[Opening INPUT MATERIAL section]
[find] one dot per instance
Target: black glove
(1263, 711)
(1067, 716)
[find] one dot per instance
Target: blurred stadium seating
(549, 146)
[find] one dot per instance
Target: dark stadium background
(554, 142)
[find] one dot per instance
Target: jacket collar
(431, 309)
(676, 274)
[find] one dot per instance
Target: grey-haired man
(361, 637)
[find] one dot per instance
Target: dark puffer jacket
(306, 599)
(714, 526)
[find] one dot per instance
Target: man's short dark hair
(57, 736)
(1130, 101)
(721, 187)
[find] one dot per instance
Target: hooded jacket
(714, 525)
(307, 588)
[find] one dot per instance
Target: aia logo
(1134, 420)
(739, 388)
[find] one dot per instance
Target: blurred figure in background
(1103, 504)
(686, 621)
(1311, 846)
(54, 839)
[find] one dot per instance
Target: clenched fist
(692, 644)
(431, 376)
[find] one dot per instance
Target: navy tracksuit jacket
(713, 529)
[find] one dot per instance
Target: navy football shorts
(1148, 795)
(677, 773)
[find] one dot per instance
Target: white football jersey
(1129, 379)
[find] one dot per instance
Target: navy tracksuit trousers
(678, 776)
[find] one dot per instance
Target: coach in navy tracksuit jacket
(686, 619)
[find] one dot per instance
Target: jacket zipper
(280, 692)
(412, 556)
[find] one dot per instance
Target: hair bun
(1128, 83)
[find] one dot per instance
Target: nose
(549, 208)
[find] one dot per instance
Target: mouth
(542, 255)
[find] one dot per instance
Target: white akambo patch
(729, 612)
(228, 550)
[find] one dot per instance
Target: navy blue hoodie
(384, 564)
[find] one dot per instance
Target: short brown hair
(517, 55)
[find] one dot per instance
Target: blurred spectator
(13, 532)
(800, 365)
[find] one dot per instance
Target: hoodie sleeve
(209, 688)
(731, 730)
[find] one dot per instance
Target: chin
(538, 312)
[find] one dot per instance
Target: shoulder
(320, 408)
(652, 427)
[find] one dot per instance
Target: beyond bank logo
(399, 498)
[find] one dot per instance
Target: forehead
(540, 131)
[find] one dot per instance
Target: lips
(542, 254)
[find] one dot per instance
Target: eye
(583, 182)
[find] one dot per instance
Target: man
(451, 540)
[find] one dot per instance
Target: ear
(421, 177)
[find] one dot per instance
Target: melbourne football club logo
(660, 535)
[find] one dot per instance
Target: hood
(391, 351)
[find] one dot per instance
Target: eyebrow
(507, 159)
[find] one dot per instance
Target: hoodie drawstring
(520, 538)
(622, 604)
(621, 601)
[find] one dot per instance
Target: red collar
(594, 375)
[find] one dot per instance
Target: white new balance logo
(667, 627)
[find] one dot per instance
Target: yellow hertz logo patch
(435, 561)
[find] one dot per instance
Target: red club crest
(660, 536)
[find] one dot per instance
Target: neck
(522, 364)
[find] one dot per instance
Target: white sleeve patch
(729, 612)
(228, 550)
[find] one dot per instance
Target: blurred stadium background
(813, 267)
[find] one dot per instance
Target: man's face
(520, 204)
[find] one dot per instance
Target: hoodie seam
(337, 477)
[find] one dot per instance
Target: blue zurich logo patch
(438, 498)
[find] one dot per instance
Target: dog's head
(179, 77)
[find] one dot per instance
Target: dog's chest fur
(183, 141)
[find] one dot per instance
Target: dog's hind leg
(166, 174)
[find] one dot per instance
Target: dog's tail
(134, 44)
[Closing INPUT MATERIAL section]
§ INSTRUCTIONS TO FOLLOW: Write all the records out again. Nothing may differ from the original.

§ EXERCISE RESPONSE:
[find] one dot per instance
Target: black glove
(1263, 711)
(1067, 716)
[find] one dot per instance
Target: blurred stadium seating
(549, 146)
[find] one dot per instance
Target: dark stadium background
(554, 142)
[find] one dot per instance
Target: jacket collar
(431, 309)
(676, 274)
[find] one dot per instance
Target: grey-haired man
(361, 637)
[find] one dot per instance
Target: dark puffer jacket
(306, 599)
(714, 526)
[find] one dot per instance
Target: man's short dark hair
(57, 736)
(1130, 101)
(721, 187)
[find] one dot per instance
Target: hooded jacket
(714, 525)
(307, 588)
[find] one dot per instance
Target: aia logo
(1134, 420)
(739, 388)
[find] one dot per instance
Target: blurred figure in background
(1103, 504)
(686, 621)
(1311, 846)
(54, 839)
[find] one dot per instance
Target: clenched fist
(692, 644)
(431, 376)
[find] one dot per instance
Target: navy tracksuit jacket
(713, 529)
[find] one dot per instance
Target: navy football shorts
(1148, 795)
(677, 773)
[find] one dot per instance
Target: white football jersey
(1129, 379)
[find] one dot per instance
Target: navy tracksuit trousers
(678, 776)
[find] one dot per instance
Target: coach in navy tracksuit jacket
(686, 619)
[find] one dot per instance
Target: jacket zipper
(280, 692)
(412, 556)
[find] one dot per instance
Target: hair bun
(1128, 83)
[find] one dot per instance
Target: nose
(549, 208)
[find] one dot per instance
Target: mouth
(542, 255)
[find] one dot per instance
Target: white akambo patch
(729, 612)
(228, 550)
[find] one dot per instance
Target: navy blue hoodie
(384, 564)
[find] one dot per instance
Target: short brown hair
(517, 55)
[find] one dot per instance
Target: blurred spectator
(13, 532)
(800, 365)
[find] one dot per instance
Target: hoodie sleeve
(209, 688)
(731, 730)
[find] one dot per instance
Target: chin
(538, 312)
[find] one dot per instance
Target: shoulder
(320, 408)
(652, 427)
[find] one dot per instance
Target: beyond bank logo
(399, 498)
[find] one dot per instance
Target: forehead
(540, 131)
[find] one dot per instance
Target: lips
(542, 254)
[find] one dot per instance
Target: eye
(583, 182)
[find] one dot per instance
Target: man
(451, 540)
[find] one dot per instance
Target: ear
(421, 177)
[find] one dot per instance
Target: melbourne football club logo
(660, 535)
[find] one dot per instance
Target: hood
(391, 351)
[find] one dot per instance
Target: eyebrow
(507, 159)
[find] one dot per instance
Target: hoodie drawstring
(520, 538)
(622, 604)
(621, 601)
[find] one dot per instance
Target: red collar
(594, 375)
[find] one dot per instance
Target: white new balance logo
(667, 627)
[find] one dot per instance
Target: yellow hertz logo patch
(435, 561)
[find] one dot per instance
Target: red club crest
(660, 536)
[find] one dot per instance
Target: neck
(522, 364)
[find] one dot per instance
Target: white sleeve patch
(729, 612)
(228, 550)
[find] one dot per instance
Target: blurred stadium background
(813, 267)
[find] one dot per instance
Target: man's face
(520, 204)
[find] one dot per instance
Target: hoodie seam
(337, 477)
[find] one dot per instance
Target: blue zurich logo patch
(438, 498)
[find] one dot per instance
Target: dog's head
(179, 77)
[find] one dot per instance
Target: dog's chest fur
(183, 141)
[find] one dot per instance
Target: dog's hind leg
(166, 174)
[find] one dot per instance
Target: dog's tail
(134, 44)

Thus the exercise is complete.